* _TRECHO DO DOCUMENTO_

Em seu livro, “Lei e Graça”, Mauro F. Meister acertadamente aponta para o fato de que:

A revelação da lei de Deus, como expressão objetiva da sua vontade, [...] foi revelada ao longo do tempo. Dependendo das circunstâncias e da ocasião em que foi dada, possui diferentes aspectos, qualidades ou áreas sobre as quais legisla. Assim, é importante observar o contexto em que cada lei é dada, a quem é dada e qual o seu objetivo manifesto. Só assim poderemos saber a que estamos nos referindo quando falamos de lei (2003, p. 41).

Meister, em consonância com a teologia reformada expressa na Confissão de Fé de Westminster, propõe uma compreensão da “Teologia do Pacto” como chave hermenêutica para o entendimento da Lei no Novo Testamento. Por Teologia do Pacto, é suficiente, por hora, compreendermos resumidamente a distinção traçada entre (1) “pacto das obras” – que é o pacto operante antes da queda e do pecado, o qual “[...] dependia da sua [de Adão e Eva] obediência à lei dada por Deus de forma direta em Gênesis 2.17” (2003, p. 30), sobrevindo em conseqüência da desobediência a esta, a maldição do pacto das obras, a saber: a morte; e (2) o “pacto da graça” – expresso como:

[...] a manifestação graciosa e misericordiosa de Deus, aplicando a maldição do pacto de obras na pessoa de seu Filho, Jesus Cristo, fazendo com que parte da sua criação, primeiramente representada em Adão, e agora representada por Cristo, pudesse ser redimida (2003, p. 31).

* _DADOS EXIBIDOS_
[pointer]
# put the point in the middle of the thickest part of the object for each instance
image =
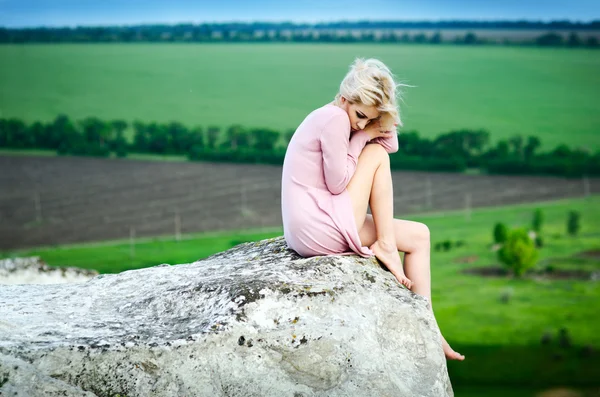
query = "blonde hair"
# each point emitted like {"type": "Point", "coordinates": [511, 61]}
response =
{"type": "Point", "coordinates": [371, 83]}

* _INSTRUÇÕES DO EXERCÍCIO_
Diga se cada afirmação abaixo está de acordo com o trecho do documento. Responda sim ou não e cite literalmente as palavras do trecho que decidem cada caso.
1. O pacto das obras vigorava antes da queda e do pecado.
2. A maldição do pacto das obras é a morte.
3. Meister apresenta a Teologia do Pacto como chave hermenêutica para o entendimento da Lei no Antigo Testamento.

* _EXERCÍCIO RESOLVIDO_
1. Sim: "que é o pacto operante antes da queda e do pecado".
2. Sim: "a maldição do pacto das obras, a saber: a morte".
3. Não: "como chave hermenêutica para o entendimento da Lei no Novo Testamento".